Murfreesboro’s poet laureate is far from resting on her new national laurel.
Instead, MTSU English professor Amie Whittemore is busy using the $50,000 grant from the coveted fellowship to guide a new civic poetry program for young people and help boost a popular existing community poetry-reading series.
The Academy of American Poets award requires its 22 Poet Laureate Fellows to help their community learn more about, enjoy and potentially create their own poems. Whittemore has already found local partnerships to fuel her aims.
“I think it’s important to have other organizations involved,” she explained. “I thought it would make the grant application more successful, and it would certainly make the projects that I decided to focus on more successful by drawing on other people’s expertise.”
She connected with Nashville’s Southern Word, a nationally recognized spoken-word youth development and education program, for help with the first goal: a series of writing workshops, open mics and school visits, online as needed, for LGBTQ+ youth in Murfreesboro.

++++

__Written task a__. Return the part of the poet laureate article starting with "She connected with" and going on through "youth in Murfreesboro.", word for word.

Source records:

++++

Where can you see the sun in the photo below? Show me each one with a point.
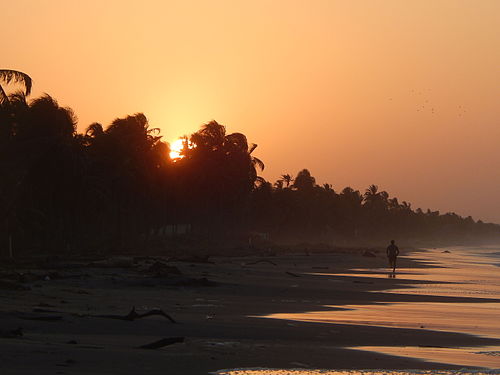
(176, 148)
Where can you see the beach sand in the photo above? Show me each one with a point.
(223, 312)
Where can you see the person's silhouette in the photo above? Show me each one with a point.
(392, 255)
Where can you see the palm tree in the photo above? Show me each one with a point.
(287, 179)
(8, 76)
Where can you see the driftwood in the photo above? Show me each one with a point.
(262, 261)
(133, 315)
(163, 342)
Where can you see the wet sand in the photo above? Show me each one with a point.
(218, 308)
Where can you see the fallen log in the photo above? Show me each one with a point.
(133, 315)
(163, 342)
(262, 261)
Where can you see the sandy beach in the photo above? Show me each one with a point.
(283, 311)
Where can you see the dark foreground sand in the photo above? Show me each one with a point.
(65, 329)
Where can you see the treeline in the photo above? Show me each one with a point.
(115, 188)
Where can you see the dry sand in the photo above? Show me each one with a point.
(218, 309)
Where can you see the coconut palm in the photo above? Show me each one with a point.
(14, 76)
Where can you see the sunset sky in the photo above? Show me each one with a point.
(403, 94)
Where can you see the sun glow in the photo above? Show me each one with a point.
(176, 149)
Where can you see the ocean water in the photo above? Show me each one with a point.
(461, 272)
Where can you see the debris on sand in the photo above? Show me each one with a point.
(12, 334)
(368, 253)
(261, 261)
(11, 285)
(163, 342)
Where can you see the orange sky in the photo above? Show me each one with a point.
(404, 94)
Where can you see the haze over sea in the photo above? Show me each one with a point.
(452, 272)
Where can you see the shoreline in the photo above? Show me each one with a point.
(212, 303)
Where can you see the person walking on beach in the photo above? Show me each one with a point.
(392, 255)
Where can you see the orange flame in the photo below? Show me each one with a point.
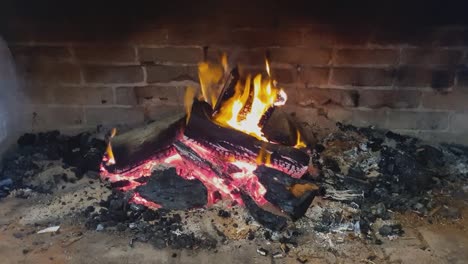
(210, 76)
(244, 110)
(110, 153)
(264, 157)
(190, 93)
(299, 142)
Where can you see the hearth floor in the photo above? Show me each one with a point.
(443, 241)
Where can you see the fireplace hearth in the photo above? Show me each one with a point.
(249, 132)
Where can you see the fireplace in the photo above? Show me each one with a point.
(269, 122)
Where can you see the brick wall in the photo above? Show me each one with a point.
(412, 80)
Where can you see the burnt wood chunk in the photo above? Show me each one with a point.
(264, 217)
(134, 147)
(171, 191)
(231, 143)
(292, 196)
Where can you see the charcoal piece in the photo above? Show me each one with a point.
(293, 196)
(230, 143)
(134, 147)
(171, 191)
(27, 139)
(265, 218)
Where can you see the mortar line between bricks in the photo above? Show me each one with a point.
(162, 46)
(331, 67)
(451, 115)
(87, 63)
(83, 116)
(74, 60)
(403, 110)
(77, 106)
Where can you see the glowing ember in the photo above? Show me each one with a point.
(224, 177)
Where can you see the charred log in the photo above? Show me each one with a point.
(171, 191)
(264, 217)
(292, 196)
(133, 148)
(231, 143)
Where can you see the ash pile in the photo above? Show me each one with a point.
(369, 176)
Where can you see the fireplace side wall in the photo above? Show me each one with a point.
(413, 81)
(11, 100)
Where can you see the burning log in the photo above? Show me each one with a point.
(292, 196)
(230, 143)
(218, 152)
(134, 147)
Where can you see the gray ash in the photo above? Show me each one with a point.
(35, 152)
(160, 228)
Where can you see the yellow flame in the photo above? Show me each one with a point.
(299, 142)
(264, 157)
(110, 153)
(246, 108)
(268, 67)
(251, 99)
(210, 75)
(190, 93)
(224, 62)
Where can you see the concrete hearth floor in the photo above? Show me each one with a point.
(442, 241)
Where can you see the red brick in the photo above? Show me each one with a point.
(31, 53)
(105, 53)
(304, 56)
(113, 116)
(365, 118)
(417, 120)
(159, 95)
(391, 99)
(165, 73)
(113, 74)
(125, 96)
(199, 35)
(148, 36)
(416, 36)
(430, 57)
(314, 75)
(170, 54)
(451, 37)
(283, 76)
(49, 72)
(155, 112)
(357, 117)
(266, 38)
(328, 35)
(81, 95)
(362, 77)
(48, 118)
(462, 79)
(242, 57)
(455, 100)
(366, 57)
(324, 96)
(418, 77)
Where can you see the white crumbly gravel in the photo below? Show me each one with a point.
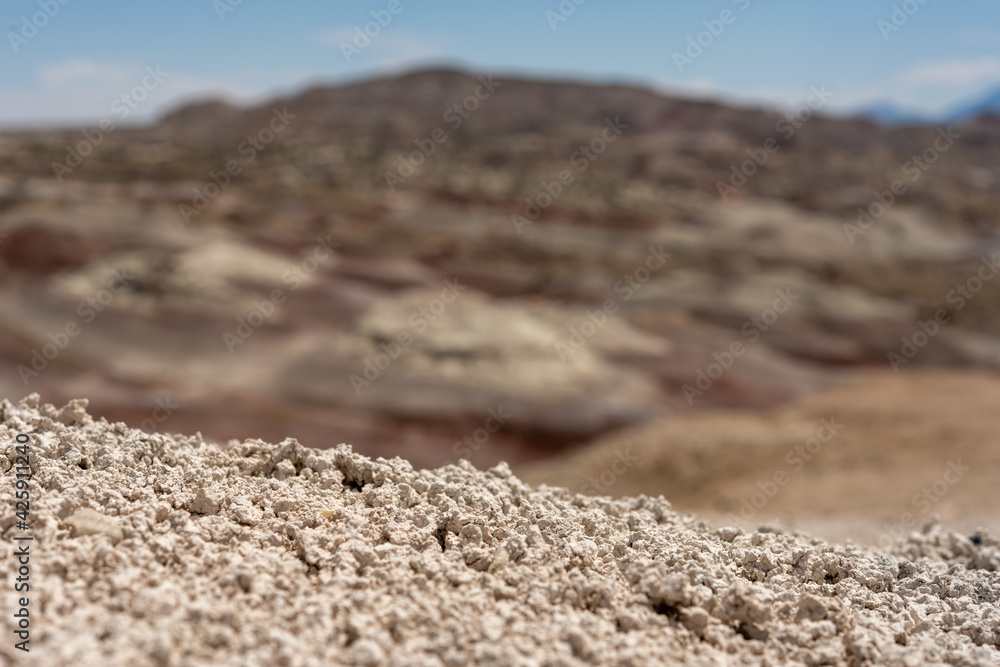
(261, 554)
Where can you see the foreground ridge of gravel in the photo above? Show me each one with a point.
(260, 554)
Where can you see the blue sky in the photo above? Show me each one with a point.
(89, 53)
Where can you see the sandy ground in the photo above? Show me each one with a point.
(165, 550)
(875, 458)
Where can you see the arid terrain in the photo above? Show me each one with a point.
(444, 265)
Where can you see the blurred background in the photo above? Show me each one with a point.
(740, 254)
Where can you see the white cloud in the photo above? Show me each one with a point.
(81, 70)
(953, 73)
(93, 87)
(389, 48)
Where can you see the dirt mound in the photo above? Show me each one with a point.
(280, 554)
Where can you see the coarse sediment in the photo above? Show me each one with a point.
(261, 554)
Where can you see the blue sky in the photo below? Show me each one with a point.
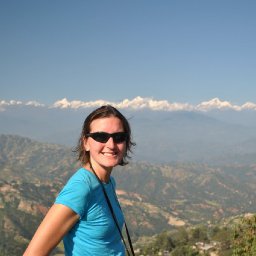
(175, 50)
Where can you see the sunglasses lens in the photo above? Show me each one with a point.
(119, 137)
(103, 137)
(100, 136)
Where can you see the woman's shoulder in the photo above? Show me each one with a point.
(82, 175)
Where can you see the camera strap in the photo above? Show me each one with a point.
(114, 216)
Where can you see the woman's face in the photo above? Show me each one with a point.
(109, 154)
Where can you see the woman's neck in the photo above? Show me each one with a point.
(102, 173)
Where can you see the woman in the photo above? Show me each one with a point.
(86, 213)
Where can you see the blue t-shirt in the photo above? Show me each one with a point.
(95, 233)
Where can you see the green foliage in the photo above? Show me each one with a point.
(244, 243)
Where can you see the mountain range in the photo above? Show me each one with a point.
(211, 132)
(154, 197)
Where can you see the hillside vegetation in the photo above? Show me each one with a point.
(155, 198)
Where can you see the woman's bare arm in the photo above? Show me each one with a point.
(54, 226)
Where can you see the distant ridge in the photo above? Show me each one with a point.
(137, 103)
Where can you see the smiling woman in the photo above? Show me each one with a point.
(86, 213)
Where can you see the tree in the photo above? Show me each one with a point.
(244, 242)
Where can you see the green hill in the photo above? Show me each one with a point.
(154, 198)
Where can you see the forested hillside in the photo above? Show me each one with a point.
(155, 198)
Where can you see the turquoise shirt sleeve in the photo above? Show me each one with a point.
(76, 193)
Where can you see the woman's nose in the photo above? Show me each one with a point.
(110, 142)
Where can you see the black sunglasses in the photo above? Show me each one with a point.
(103, 137)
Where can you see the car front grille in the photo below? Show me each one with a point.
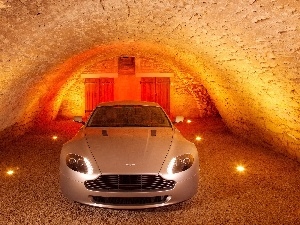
(124, 183)
(129, 200)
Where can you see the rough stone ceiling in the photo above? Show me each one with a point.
(246, 53)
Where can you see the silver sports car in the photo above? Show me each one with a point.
(128, 155)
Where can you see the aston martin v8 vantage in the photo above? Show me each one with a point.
(128, 155)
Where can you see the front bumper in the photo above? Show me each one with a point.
(76, 191)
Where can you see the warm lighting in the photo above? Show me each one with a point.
(10, 172)
(198, 138)
(240, 168)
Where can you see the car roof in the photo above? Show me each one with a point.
(144, 103)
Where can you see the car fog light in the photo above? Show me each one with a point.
(79, 163)
(180, 163)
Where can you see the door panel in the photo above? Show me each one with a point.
(91, 94)
(156, 89)
(96, 91)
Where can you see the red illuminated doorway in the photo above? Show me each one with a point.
(156, 89)
(98, 90)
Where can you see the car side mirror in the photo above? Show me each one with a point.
(78, 119)
(179, 119)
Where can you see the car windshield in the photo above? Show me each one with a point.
(128, 116)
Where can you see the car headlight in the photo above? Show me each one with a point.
(180, 163)
(79, 163)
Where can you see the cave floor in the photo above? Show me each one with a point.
(267, 192)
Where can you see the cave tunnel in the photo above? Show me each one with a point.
(236, 60)
(212, 60)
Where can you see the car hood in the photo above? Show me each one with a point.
(129, 150)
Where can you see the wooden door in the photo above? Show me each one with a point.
(156, 89)
(97, 90)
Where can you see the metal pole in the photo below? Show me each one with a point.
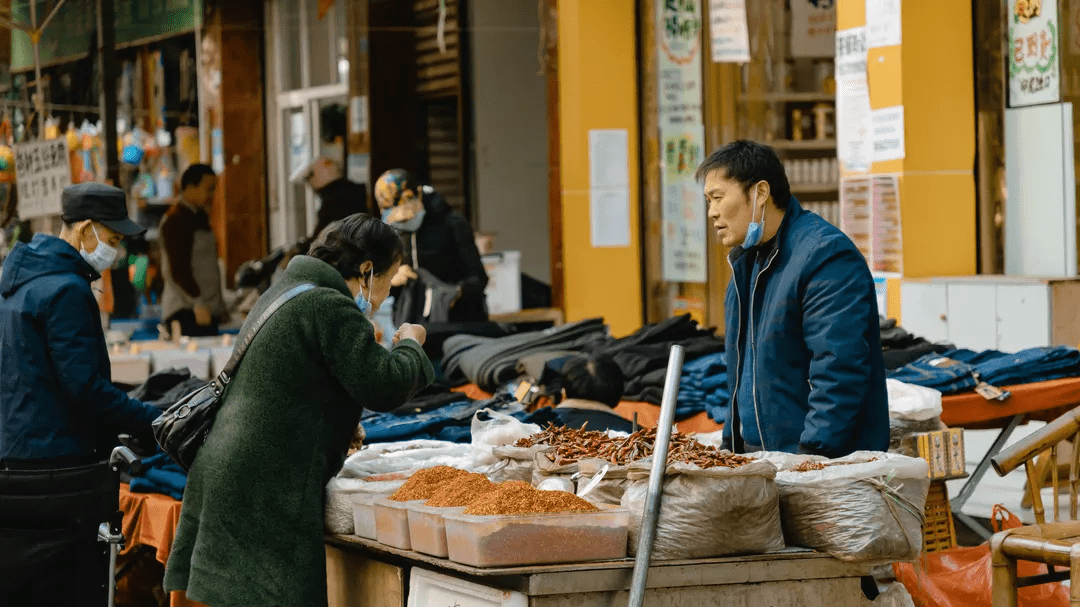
(107, 102)
(39, 96)
(657, 477)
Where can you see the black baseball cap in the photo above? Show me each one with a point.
(105, 204)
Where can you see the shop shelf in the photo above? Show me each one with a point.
(804, 145)
(535, 539)
(427, 528)
(788, 97)
(391, 523)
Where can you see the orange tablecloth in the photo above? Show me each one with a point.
(1042, 401)
(150, 520)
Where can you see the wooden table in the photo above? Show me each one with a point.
(366, 572)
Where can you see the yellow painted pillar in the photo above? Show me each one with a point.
(931, 75)
(597, 89)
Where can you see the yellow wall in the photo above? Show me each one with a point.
(597, 89)
(930, 73)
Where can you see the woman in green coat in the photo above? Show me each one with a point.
(251, 529)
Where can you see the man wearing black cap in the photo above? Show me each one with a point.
(59, 412)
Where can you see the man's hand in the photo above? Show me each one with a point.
(203, 317)
(407, 331)
(404, 274)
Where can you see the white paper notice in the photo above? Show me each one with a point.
(852, 100)
(888, 133)
(813, 28)
(727, 21)
(882, 23)
(609, 216)
(609, 187)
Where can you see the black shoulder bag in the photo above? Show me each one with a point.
(185, 426)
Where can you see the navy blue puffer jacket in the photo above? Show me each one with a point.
(57, 402)
(819, 375)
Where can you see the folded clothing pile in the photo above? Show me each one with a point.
(489, 363)
(160, 475)
(956, 371)
(704, 387)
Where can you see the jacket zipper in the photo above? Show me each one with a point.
(753, 347)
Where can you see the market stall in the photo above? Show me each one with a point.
(795, 577)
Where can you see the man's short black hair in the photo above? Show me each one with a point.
(594, 378)
(192, 176)
(747, 163)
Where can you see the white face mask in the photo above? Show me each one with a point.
(103, 256)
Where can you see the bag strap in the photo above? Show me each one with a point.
(226, 376)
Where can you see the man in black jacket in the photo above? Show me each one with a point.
(436, 240)
(59, 412)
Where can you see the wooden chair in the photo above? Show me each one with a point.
(1054, 544)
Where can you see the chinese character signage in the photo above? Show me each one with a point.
(42, 171)
(1034, 53)
(679, 29)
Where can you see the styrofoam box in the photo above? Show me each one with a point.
(197, 362)
(130, 368)
(503, 282)
(429, 589)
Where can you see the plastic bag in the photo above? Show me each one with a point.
(337, 512)
(712, 512)
(962, 577)
(500, 430)
(913, 403)
(863, 512)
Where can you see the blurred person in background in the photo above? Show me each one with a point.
(193, 296)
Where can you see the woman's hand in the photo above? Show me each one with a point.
(404, 274)
(415, 333)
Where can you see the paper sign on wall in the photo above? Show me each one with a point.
(888, 133)
(1034, 53)
(609, 187)
(882, 23)
(42, 171)
(813, 28)
(727, 24)
(852, 100)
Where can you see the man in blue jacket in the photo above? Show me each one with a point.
(59, 412)
(804, 348)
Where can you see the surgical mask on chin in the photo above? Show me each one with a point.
(410, 225)
(103, 256)
(755, 231)
(365, 302)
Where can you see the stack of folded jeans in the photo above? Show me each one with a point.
(956, 371)
(704, 388)
(490, 363)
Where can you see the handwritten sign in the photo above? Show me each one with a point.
(1034, 53)
(42, 171)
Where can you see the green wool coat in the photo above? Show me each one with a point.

++++

__Written task b__. In the records, take the lines starting with the line with "Where can you see the man in blue" and going on through the end of the records, and replace "folded jeans" with "folded shirts". Give back only those lines, with everything else unchanged.

__Full output a__.
She connected with Nashville’s Southern Word, a nationally recognized spoken-word youth development and education program, for help with the first goal: a series of writing workshops, open mics and school visits, online as needed, for LGBTQ+ youth in Murfreesboro.

__Full output b__.
Where can you see the man in blue jacket in the photo above? Show me each one with a point.
(59, 412)
(804, 348)
Where can you see the surgical mask on chin in the photo above? Show me each one with a point.
(410, 225)
(103, 256)
(755, 231)
(365, 302)
Where can you see the stack of folded shirts in the photo above? Show me each one with a point.
(956, 371)
(704, 388)
(490, 363)
Where can you see the handwritten sign in the photo above? Show me each one with a point.
(1034, 53)
(42, 171)
Where can you see the green wool coat in the photo above? Show me each one with a point.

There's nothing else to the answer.